Grease can be introduced into the quench port.  This external grease can provide temporary lubrication to the seal in case the pump sees large air or vapor pockets which would normally rob the seal faces of the required lubricating fluid film.

Quench can also be gas.  In hot hydrocarbon services, the fluid will turn to solid coke when it reaches the atmospheric side of the seal.  The fluid would remain a liquid if the area outside the seal faces is robbed of oxygen with a flood of nitrogen or steam.

An alarm does NOT necessarily mean a failed seal.  The collection vessel might be full from years of nuisance leakage.  Try emptying the vessel and observing how fast the vessel fills.

Two throttle bushings are used to ensure that the vapor (or fluid) leakage is limited along the shaft and out of the drain.  A pressure switch picks up a rise on pressure above nuisance levels on the outboard side of the seal.

Dual seals provide a backup seal in case the primary seal fails.  They prevent hazardous fluids from leaking to the surrounding area, desirable for both environmental protection and the safety of nearby personnel.  Dual seals also capture and control any leakage of pumpage across the primary seal. The backup seal is kept lubricated by introducing a buffer/barrier fluid (often a mineral or synthetic oil, a water/glycol mix, or diesel) into the space between the primary (inboard) and secondary (outboard or backup) seals.  The buffer/barrier fluid is contained in a tank (5 gallons is most common) adjacent to the pump.  Instrumentation on the tank indicates what is happening with the seals.

Remember that a lubricating fluid film will flow from high pressure to low pressure.  If the pump seal chamber pressure is higher than the pressure on the other side of the seal, the pumpage will be the lubricating film.  If the pump’s seal chamber pressure is lower than the external pressure, the external atmosphere will migrate into the pump.  Pumps under vacuum cannot use an ordinary single seal, since air from the atmosphere would be drawn between the faces, causing them to run dry and fail. Using a dual seal allows a fluid to be present at the outside of the seal.  In a pump under vacuum, the buffer fluid would be pulled into the pump between the seal faces, keeping the inboard seal well lubricated.

If the pump seal chamber pressure is higher than the BUFFER fluid between the primary and backup seal faces, then the pumped fluid will flow from the high seal chamber pressure into the low pressure buffer fluid.  This is called a DUAL UNPRESSURIZEDseal (formerly called a tandem seal), and the fluid is called a BUFFER fluid.

If the pump seal chamber pressure is lower than the BARRIER fluid between the primary and backup seal faces, then the barrier fluid will flow across the primary seal from the space between the primary and backup seals into the pump.  This is called a DUAL PRESSURIZEDseal (formerly called a double seal), and the fluid is called a BARRIER fluid.

Buffer fluid circulates from the buffer fluid reservoir, through the space between the primary and backup seal, and back to the reservoir.  Fluid is circulated by a weak pumping action built into the seal.
━━━━━━━━━━
## Task list
1. From the seal passage, list every purpose it gives for dual seals.
2. According to the seal passage, why can't a pump under vacuum use an ordinary single seal?
3. In the seal passage, what is the most common size for the tank holding the buffer/barrier fluid?

## Extracted material
━━━━━━━━━━
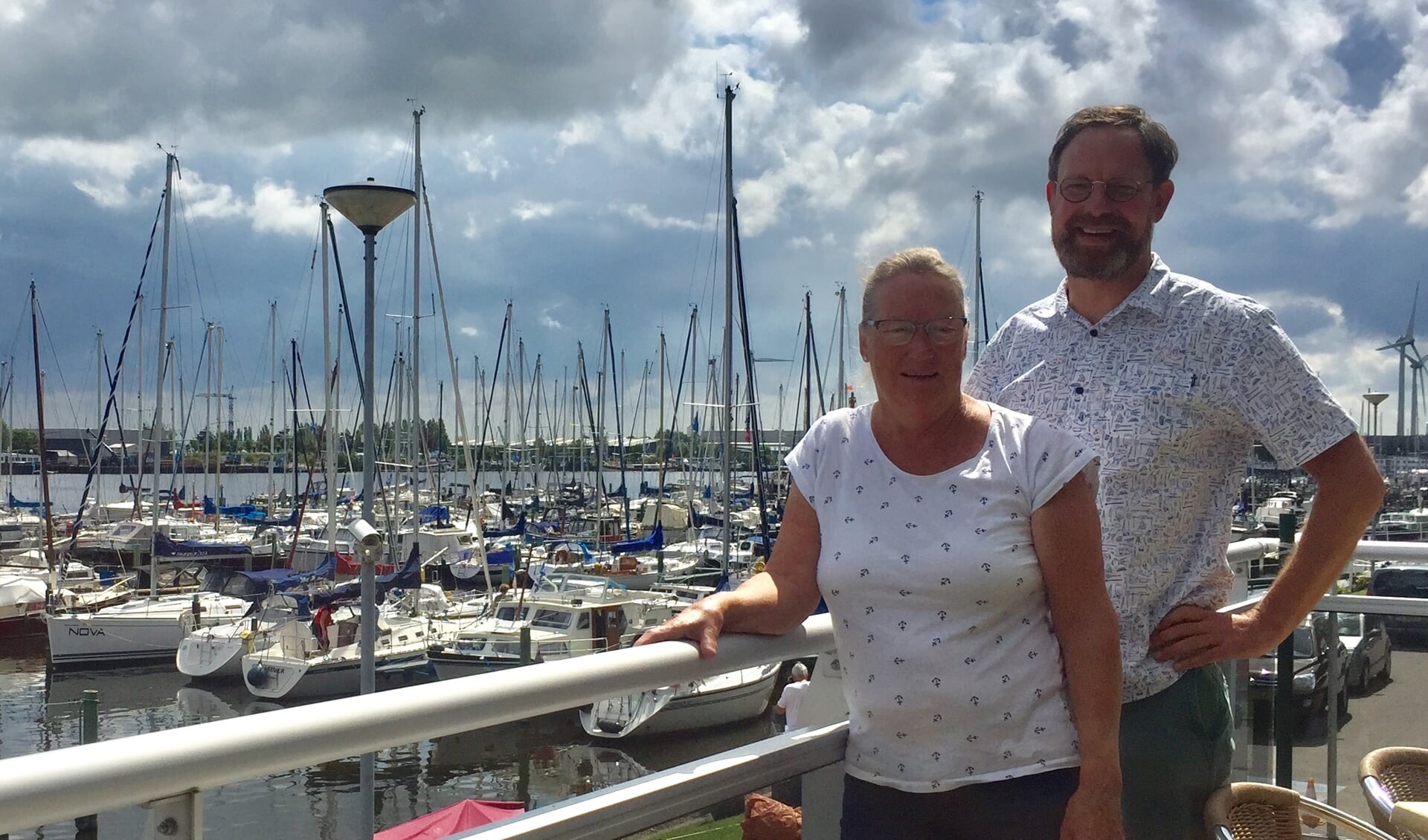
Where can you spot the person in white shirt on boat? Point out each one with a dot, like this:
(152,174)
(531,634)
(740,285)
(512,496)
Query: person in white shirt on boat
(947,537)
(791,698)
━━━━━━━━━━
## Correct answers
1.
- Providing a backup seal in case the primary seal fails
- Preventing hazardous fluids from leaking to the surrounding area
- Capturing and controlling any leakage of pumpage across the primary seal

2. Air from the atmosphere would be drawn between the seal faces, causing them to run dry and fail. A dual seal avoids this because the buffer fluid at the outside of the seal is pulled into the pump between the faces, keeping the inboard seal well lubricated.

3. 5 gallons.